The efforts to delay and to deny are alarming even to those individuals who appreciate and even love the game — and these include Nowinski, Carson, former 49ers quarterback Steve Young, sports agent Leigh Steinberg, and brain trauma expert Dr. Ann McKee — the trouble is primarily the NFL’s refusal to acknowledge causes and effects and, more worrisome, its aggressive tactics in discrediting anyone who says otherwise.

Omalu’s experience serves as a primary example of such tactics. Now working as a medical examiner in “dustbowl California,” he laments his involvement with the NFL. “I wish I never met Mike Webster,” Omalu says here, “CTE dragged me into the politics of science.” This politics is compounded by money, and the NFL has lots of that. No matter the million dollars the league donated to the Boston’s Center for the Study of Traumatic Encephalopathy, where McKee works, or the $30 million it pledged to NIH’s brain injury research, the official results remain the same, that is, the league insists that not enough is known and more work must be done. In the meantime, the Superbowl and Monday Night Football and the NCAA reap billions of dollars.

- INSTRUCTIONS FOR THE TASK -
Continue the passage about the NFL's response to brain injury research from the point where it stops.

- SOURCE DATA -
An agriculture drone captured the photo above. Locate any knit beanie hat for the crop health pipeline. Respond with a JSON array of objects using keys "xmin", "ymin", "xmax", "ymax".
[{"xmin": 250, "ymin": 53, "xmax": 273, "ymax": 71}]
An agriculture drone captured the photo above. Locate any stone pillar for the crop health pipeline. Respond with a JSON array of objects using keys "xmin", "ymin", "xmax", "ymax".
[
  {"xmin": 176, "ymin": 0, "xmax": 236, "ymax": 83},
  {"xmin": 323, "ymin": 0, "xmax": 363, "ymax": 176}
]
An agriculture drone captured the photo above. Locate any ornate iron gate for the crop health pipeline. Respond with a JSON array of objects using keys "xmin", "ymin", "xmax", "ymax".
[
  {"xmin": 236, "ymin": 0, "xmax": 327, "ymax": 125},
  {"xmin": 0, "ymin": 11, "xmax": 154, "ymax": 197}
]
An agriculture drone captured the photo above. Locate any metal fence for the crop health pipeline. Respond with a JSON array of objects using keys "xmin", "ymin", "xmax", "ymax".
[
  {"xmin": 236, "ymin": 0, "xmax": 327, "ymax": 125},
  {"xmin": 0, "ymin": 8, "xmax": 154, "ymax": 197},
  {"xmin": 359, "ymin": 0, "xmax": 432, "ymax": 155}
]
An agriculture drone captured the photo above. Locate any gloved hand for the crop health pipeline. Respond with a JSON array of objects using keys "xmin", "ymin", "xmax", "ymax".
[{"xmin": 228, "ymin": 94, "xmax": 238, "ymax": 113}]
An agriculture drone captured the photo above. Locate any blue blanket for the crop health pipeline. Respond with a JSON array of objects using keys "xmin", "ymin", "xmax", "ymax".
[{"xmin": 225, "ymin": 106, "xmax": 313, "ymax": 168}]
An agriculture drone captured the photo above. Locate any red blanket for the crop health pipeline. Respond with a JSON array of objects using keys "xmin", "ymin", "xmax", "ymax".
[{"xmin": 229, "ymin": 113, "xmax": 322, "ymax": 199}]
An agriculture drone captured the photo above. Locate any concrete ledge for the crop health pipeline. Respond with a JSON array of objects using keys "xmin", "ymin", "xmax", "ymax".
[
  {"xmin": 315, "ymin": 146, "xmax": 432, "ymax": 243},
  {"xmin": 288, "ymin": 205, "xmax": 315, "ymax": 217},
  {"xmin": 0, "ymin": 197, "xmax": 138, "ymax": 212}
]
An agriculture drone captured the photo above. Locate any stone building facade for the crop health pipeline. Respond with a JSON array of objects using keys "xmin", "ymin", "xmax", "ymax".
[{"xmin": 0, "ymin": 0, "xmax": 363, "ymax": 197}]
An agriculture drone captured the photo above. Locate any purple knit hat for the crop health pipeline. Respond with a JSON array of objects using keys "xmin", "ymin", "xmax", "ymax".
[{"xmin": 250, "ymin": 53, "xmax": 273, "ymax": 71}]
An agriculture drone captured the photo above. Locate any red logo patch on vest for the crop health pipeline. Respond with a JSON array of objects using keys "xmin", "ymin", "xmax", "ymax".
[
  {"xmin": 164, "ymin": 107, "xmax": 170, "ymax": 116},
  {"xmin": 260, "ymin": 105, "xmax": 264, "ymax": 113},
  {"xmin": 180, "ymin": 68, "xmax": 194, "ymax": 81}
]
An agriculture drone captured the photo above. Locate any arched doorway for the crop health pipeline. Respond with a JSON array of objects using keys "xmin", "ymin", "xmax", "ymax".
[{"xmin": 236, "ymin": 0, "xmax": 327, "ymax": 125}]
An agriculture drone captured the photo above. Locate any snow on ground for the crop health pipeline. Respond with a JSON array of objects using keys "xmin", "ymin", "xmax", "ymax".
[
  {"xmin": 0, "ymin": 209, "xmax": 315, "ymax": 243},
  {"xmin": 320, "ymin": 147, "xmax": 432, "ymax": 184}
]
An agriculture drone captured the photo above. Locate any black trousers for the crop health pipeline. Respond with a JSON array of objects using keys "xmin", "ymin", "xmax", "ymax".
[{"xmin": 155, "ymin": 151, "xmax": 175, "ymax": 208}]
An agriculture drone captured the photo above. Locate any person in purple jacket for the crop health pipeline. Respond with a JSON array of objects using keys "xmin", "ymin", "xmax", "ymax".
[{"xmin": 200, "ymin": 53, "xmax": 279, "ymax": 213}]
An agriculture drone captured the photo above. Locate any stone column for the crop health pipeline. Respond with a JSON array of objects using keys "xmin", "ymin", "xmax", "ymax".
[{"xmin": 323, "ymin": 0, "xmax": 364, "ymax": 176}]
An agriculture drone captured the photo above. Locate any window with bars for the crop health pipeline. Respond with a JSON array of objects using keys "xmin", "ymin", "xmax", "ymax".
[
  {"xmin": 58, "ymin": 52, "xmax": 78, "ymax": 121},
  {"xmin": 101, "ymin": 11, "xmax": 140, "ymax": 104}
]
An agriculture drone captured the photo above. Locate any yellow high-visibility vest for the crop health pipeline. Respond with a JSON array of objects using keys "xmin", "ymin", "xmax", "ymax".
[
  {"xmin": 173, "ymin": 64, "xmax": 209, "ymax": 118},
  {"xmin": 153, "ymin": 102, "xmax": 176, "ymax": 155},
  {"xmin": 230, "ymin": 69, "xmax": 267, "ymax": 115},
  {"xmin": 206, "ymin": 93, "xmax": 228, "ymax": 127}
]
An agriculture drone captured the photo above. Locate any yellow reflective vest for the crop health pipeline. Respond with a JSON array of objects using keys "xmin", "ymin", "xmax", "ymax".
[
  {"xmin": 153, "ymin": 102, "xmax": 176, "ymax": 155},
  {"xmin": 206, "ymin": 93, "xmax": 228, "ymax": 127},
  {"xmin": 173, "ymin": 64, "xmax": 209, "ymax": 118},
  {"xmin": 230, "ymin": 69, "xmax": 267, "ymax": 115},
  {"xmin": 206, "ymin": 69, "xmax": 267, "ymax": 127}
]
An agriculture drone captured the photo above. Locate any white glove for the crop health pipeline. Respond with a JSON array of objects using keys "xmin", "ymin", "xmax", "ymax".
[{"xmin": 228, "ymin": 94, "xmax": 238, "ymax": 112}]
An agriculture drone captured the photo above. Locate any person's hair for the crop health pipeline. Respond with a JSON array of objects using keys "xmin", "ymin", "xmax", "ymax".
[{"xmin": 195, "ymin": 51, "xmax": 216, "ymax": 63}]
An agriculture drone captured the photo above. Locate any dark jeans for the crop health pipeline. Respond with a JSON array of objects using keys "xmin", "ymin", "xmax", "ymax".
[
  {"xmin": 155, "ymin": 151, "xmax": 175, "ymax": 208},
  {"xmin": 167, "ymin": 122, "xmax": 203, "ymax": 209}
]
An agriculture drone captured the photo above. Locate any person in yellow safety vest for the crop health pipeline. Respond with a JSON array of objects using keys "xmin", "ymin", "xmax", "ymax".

- REPLY TO THE EXERCISE -
It’s this last bit that League of Denial means to open up, especially, the NFL’s effects as a merchandising machine on college, high school, and even younger players. If only ten percent of mothers might be convinced that their sons should not play football, suggests one NFL representative to Omalu, “That is the end of football.” It sounds dire, and perhaps that is the end, eventually, but for now, League of Denial suggests a shorter term goal, one that might reshape the game, but will certainly change the NFL, its self-representation, its commitment to its players.

For even if, as the show reports, the effects of hard, obvious concussions might be determined, the much greater pool of possible victims are those players who suffer mild injuries, sub-concussive impacts, that can number, as Robert Cantu reminds you here, as many as 1,000-1,500 times a year if you’re an average safety or a tackle. These hits won’t take you out of a game, they might not seem to affect you that day, that year, or even during your career as a player, amateur or professional. But this is why these hits are most frightening.

Steve Young, whose career was ended by concussions, says now, “I really worry about my lineman brothers, I really worry for my running back brothers. I mean, that’s the truth. Talk about a nefarious injury that you never feel until it’s too late. I look back over 30 years associated with football, that’s the thing that’s most alarming to me.”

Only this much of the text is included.